TASK INSTRUCTIONS:
Scale the records by rewriting all their lines, requests included. In the answers, multiply every viewBox number and every path coordinate by 1.35 and round to the nearest whole number, with halves going up.

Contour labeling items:
· · · · · · ·

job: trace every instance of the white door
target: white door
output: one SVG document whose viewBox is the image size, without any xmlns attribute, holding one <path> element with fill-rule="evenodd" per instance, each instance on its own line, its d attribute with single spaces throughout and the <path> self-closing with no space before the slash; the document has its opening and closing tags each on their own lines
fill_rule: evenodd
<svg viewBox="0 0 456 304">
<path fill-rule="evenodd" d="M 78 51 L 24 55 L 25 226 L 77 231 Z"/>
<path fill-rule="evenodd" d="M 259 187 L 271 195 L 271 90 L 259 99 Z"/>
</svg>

· · · · · · ·

EXERCISE ANSWER:
job: trace every instance of the white door
target: white door
output: one SVG document whose viewBox is the image size, without any xmlns attribute, holding one <path> element with fill-rule="evenodd" per instance, each instance on its own line, its d attribute with single spaces throughout and the <path> self-closing with no space before the slash; the document has its opening and closing tags each on their own lines
fill_rule: evenodd
<svg viewBox="0 0 616 410">
<path fill-rule="evenodd" d="M 105 69 L 32 74 L 34 305 L 104 312 Z"/>
<path fill-rule="evenodd" d="M 350 252 L 366 263 L 366 122 L 350 134 Z"/>
</svg>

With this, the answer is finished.